▶ **Required action**
In the data below, which lines contain "intake"? List them by copying each one.

▶ **Records to use**
##########

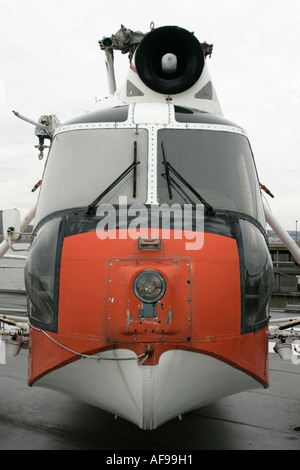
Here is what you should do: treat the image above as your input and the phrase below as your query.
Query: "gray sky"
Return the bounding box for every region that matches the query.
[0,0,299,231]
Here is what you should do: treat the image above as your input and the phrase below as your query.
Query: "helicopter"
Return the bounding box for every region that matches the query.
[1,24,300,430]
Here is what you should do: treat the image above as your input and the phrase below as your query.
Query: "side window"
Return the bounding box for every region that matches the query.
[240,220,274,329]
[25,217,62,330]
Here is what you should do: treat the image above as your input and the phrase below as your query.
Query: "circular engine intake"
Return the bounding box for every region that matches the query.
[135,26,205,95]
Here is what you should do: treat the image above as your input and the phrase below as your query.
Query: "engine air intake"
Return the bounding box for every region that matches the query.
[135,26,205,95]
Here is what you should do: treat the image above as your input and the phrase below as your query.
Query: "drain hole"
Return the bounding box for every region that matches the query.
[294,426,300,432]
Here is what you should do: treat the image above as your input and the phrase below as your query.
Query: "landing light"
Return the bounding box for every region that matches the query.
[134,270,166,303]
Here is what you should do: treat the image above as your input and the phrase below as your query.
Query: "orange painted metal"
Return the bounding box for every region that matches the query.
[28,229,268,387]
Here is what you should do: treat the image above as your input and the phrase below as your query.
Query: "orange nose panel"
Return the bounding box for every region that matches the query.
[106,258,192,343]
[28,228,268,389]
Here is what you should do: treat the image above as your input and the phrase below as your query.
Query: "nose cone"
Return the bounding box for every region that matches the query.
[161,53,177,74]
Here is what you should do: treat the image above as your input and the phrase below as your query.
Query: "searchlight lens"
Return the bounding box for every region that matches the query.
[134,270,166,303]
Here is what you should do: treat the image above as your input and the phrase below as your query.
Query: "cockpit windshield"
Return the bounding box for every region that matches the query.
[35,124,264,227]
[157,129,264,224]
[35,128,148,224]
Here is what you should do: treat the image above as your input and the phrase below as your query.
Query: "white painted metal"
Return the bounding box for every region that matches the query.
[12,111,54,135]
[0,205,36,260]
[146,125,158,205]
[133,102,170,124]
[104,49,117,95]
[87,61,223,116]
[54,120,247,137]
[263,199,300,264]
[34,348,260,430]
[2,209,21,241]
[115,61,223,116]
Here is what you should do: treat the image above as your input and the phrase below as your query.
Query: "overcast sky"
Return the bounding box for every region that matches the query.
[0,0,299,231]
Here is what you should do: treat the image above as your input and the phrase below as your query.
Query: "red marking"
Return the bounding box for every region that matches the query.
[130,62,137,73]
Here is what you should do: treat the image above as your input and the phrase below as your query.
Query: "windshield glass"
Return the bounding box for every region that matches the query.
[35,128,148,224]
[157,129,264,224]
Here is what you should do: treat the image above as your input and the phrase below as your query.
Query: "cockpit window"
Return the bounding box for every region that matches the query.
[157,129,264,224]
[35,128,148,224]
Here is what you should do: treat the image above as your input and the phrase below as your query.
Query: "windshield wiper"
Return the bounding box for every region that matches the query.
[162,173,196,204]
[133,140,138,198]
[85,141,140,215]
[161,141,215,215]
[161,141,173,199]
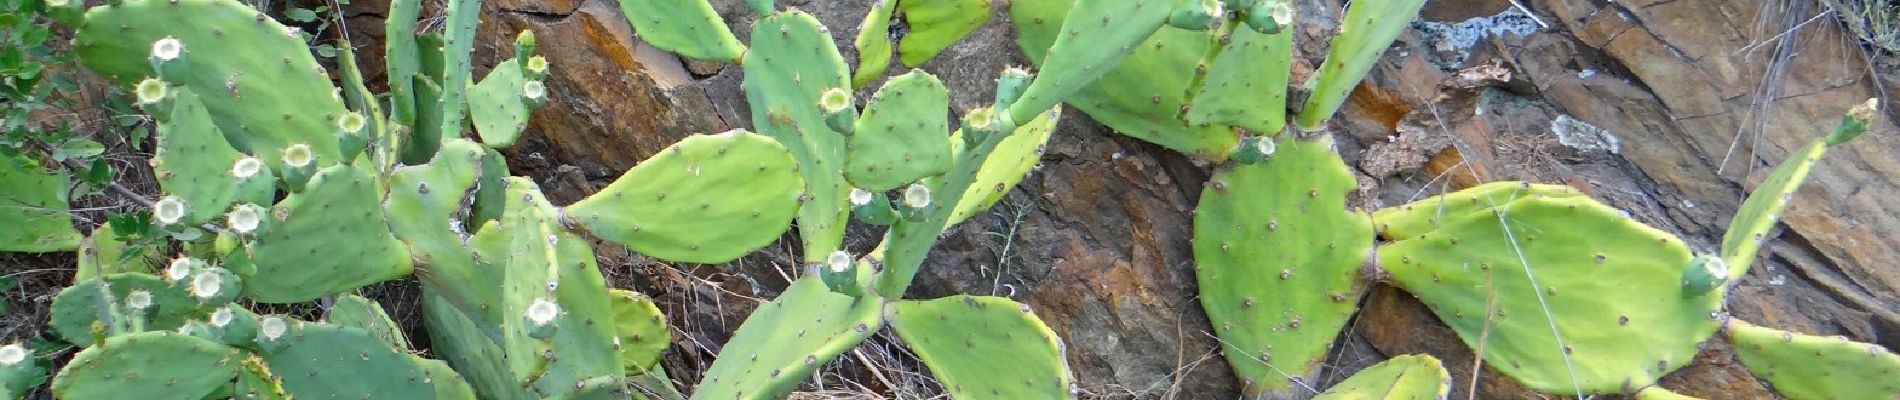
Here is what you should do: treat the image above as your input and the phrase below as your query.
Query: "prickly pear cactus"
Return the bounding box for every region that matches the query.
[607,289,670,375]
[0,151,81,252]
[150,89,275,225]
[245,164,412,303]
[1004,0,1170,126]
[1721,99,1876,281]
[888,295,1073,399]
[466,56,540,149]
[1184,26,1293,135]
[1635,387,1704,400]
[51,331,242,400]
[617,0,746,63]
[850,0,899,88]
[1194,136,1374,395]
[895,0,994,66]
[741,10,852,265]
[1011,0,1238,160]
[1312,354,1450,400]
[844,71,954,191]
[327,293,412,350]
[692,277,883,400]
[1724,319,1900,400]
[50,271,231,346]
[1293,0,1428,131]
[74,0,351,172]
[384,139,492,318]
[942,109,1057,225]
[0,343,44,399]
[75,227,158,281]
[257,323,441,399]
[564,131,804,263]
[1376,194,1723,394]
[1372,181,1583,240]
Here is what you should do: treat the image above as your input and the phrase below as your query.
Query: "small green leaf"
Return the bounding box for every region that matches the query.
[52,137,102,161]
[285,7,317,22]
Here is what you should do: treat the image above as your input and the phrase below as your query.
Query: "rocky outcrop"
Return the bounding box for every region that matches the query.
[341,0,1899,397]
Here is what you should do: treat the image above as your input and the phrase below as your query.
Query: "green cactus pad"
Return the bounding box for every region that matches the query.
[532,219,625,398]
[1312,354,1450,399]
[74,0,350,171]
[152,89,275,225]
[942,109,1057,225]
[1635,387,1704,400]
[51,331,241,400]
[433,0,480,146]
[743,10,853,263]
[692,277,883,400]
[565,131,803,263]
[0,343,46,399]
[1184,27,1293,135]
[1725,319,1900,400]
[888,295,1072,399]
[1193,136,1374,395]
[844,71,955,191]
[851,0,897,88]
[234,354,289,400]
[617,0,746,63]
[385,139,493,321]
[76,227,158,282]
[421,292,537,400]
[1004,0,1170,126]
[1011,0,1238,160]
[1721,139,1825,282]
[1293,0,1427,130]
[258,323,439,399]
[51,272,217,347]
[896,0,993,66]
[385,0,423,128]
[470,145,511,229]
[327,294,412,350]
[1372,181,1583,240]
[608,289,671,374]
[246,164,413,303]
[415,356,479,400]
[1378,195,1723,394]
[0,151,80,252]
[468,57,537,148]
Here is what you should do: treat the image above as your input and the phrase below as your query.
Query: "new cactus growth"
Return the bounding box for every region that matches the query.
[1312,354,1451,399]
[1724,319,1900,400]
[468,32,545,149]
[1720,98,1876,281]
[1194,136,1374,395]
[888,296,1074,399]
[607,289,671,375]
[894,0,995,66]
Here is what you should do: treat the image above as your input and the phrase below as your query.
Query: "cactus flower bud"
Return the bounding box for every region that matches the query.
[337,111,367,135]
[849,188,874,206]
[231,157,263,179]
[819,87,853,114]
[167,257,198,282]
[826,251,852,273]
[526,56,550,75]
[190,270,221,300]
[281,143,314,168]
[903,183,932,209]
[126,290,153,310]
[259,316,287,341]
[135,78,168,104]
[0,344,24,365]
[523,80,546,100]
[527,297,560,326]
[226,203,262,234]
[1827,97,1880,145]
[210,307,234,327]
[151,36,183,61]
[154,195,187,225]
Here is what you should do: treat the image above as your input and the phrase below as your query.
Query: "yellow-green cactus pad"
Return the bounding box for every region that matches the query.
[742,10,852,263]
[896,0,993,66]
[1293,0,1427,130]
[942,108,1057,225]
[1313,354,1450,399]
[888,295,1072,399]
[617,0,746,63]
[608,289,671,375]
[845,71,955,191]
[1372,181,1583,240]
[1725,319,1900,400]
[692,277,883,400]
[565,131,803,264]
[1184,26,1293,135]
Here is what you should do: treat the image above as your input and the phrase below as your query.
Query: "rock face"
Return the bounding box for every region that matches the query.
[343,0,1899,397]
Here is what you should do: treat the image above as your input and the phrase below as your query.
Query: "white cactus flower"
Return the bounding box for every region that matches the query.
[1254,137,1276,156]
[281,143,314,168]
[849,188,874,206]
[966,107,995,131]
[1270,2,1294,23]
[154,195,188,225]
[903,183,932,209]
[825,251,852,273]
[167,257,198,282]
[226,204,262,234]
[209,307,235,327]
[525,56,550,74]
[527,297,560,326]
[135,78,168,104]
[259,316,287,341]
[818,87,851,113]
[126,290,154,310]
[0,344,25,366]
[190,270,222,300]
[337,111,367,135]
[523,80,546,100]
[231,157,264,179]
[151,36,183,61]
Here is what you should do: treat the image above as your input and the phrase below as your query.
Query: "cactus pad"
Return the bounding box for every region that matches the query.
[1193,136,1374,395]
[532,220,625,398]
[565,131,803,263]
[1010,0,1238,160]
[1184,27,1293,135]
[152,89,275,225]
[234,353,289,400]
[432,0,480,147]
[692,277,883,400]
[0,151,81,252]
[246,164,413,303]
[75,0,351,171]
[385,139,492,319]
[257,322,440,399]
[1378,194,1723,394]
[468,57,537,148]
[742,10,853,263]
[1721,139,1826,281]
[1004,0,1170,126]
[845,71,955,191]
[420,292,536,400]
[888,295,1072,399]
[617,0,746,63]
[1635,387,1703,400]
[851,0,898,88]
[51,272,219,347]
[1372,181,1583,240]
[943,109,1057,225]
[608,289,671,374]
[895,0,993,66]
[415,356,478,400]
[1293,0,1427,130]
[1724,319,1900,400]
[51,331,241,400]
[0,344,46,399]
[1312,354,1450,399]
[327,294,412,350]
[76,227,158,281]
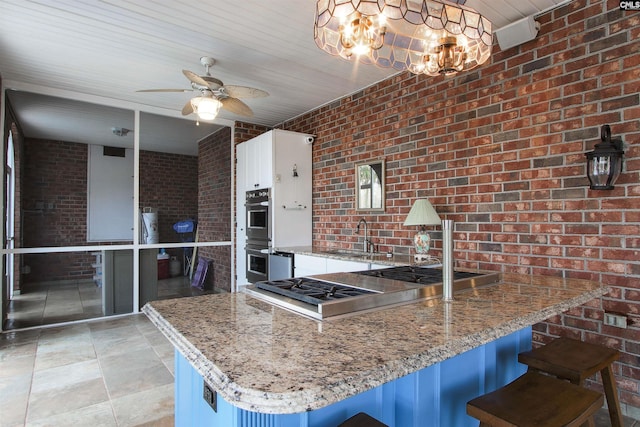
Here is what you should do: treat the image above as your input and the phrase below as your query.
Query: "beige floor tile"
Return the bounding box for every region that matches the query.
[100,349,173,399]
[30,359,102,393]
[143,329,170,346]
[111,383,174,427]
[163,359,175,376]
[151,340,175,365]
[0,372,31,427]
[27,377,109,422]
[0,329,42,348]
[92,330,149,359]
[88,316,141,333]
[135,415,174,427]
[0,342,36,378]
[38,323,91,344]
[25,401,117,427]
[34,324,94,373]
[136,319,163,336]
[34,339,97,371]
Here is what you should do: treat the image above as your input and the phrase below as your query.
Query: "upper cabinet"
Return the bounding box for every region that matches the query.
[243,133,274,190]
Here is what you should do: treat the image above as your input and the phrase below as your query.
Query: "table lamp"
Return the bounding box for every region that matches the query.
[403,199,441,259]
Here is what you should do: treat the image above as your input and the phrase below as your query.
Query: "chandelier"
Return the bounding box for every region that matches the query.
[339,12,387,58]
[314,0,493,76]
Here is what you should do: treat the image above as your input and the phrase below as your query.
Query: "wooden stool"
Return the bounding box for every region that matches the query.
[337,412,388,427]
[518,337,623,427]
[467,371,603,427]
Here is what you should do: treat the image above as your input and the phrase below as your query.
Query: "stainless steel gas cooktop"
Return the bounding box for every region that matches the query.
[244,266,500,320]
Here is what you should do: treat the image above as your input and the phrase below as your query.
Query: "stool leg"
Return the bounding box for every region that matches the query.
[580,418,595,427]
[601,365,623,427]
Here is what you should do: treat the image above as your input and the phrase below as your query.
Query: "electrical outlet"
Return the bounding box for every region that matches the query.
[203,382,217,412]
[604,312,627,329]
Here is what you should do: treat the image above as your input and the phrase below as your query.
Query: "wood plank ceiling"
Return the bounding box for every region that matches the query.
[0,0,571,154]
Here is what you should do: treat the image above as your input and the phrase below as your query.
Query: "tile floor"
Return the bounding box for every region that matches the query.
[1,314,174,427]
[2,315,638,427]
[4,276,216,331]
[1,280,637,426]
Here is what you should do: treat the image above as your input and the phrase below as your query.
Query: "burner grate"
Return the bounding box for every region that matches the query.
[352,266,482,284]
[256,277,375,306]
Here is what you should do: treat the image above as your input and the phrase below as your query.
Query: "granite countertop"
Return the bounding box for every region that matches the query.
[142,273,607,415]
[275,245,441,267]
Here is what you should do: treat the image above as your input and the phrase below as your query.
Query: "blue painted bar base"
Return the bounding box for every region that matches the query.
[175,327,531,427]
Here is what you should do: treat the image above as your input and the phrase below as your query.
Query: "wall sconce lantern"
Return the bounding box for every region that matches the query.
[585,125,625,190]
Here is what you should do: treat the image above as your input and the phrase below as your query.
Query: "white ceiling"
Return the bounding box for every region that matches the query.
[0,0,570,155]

##########

▶ **Completed exercise**
Query: "circular engine intake"
Query: "engine air intake"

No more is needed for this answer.